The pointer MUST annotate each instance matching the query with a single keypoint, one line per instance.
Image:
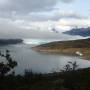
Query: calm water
(44, 63)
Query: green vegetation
(71, 78)
(66, 47)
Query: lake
(38, 62)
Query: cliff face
(79, 31)
(10, 41)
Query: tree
(8, 65)
(71, 66)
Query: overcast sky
(36, 18)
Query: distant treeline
(10, 41)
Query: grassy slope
(66, 47)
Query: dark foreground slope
(74, 80)
(66, 47)
(10, 41)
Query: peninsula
(73, 47)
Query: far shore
(66, 47)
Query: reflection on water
(45, 63)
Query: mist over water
(38, 62)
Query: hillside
(10, 41)
(66, 47)
(79, 31)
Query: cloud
(67, 1)
(24, 6)
(82, 23)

○ ○ ○ ○ ○

About this exercise: Exactly as written, please copy out the whole set of records, skipping images.

Response box:
The pointer MUST annotate each instance matching the query with a single keypoint, one line per instance.
Image:
Query: calm water
(44, 63)
Query: green vegetation
(71, 78)
(66, 47)
Query: lake
(38, 62)
Query: cliff face
(79, 31)
(10, 41)
Query: tree
(8, 65)
(71, 66)
Query: overcast sky
(36, 18)
Query: distant treeline
(10, 41)
Query: grassy slope
(66, 47)
Query: dark foreground slope
(74, 80)
(66, 47)
(10, 41)
Query: peninsula
(73, 47)
Query: far shore
(66, 47)
Query: reflection on water
(45, 63)
Query: mist over water
(38, 62)
Query: hillside
(10, 41)
(66, 47)
(79, 31)
Query: cloud
(67, 1)
(24, 6)
(82, 23)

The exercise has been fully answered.